** Records for processing follows **

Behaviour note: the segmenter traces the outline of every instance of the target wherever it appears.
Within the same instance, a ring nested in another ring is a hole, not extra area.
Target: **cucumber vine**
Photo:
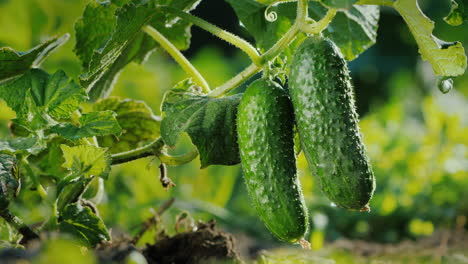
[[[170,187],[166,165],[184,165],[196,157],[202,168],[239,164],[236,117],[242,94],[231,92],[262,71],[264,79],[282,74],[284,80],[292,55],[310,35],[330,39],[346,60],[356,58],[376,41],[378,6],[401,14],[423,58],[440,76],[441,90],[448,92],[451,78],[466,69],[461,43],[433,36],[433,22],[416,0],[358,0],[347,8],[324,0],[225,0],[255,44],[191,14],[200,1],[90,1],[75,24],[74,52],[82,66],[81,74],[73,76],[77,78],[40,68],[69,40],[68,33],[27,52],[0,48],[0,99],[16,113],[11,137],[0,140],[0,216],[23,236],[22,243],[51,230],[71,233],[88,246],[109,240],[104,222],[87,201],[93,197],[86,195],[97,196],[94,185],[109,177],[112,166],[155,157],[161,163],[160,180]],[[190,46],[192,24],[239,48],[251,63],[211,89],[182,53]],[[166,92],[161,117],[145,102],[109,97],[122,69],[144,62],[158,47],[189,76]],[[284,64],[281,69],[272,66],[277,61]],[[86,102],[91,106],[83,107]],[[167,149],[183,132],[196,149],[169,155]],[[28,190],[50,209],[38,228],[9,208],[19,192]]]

** End of Records for processing **

Hand back all the entries exactly, leaving out the pictures.

Behaviour note: the segmenter traces the outline of every instance of the target wherever it appears.
Within the same instance, a ring nested in another ring is a hole, not extra area.
Target: **cucumber vine**
Photo:
[[[170,187],[166,165],[184,165],[196,157],[202,168],[239,164],[236,117],[242,94],[231,92],[262,71],[264,79],[282,74],[284,80],[292,55],[310,35],[330,39],[346,60],[356,58],[376,41],[378,6],[401,14],[423,58],[440,76],[441,90],[448,92],[451,78],[466,69],[461,43],[433,36],[433,22],[416,0],[358,0],[347,8],[324,0],[225,0],[255,44],[191,14],[200,1],[90,1],[75,24],[74,52],[82,66],[81,74],[73,76],[77,78],[40,68],[69,40],[68,33],[27,52],[0,48],[0,99],[16,113],[11,137],[0,140],[0,216],[23,236],[22,243],[51,230],[71,233],[88,246],[109,240],[104,222],[87,201],[93,197],[86,195],[97,196],[94,185],[109,177],[112,166],[155,157],[161,163],[160,180]],[[190,46],[192,24],[239,48],[251,63],[211,89],[182,53]],[[166,92],[161,117],[145,102],[109,97],[122,69],[144,62],[158,47],[189,76]],[[284,64],[281,69],[272,66],[277,61]],[[86,102],[91,106],[83,107]],[[167,149],[183,132],[196,149],[169,155]],[[28,190],[50,209],[38,228],[9,208],[19,192]]]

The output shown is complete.